The data START

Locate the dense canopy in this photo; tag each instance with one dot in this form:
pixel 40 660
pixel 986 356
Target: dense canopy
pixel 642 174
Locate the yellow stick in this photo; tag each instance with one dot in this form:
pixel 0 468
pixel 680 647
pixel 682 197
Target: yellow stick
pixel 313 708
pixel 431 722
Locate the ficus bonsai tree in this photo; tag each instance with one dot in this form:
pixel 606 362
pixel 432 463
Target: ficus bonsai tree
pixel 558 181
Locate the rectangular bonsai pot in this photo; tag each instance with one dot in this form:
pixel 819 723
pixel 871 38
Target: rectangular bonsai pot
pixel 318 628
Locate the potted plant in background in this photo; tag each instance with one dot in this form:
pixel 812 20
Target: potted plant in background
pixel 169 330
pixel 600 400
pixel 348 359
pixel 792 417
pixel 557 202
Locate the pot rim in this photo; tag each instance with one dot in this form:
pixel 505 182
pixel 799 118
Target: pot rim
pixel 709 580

The data END

## Your assignment:
Looking through the records, copy out every line in which the word "this" is found.

## Written response:
Locate the dense canopy in this photo; tag each instance with one dot in this form:
Locate the yellow stick in this photo; tag each instance with one dot in this form:
Locate the ficus bonsai tree in this photo; tag each instance with one dot in this form:
Locate the rectangular bonsai pot in this photo; tag each instance with one dot in this form:
Locate the potted plant in background in this photo; tag each instance with one dot in this form:
Locate the pot rim in this photo; tag each instance with one dot in this form:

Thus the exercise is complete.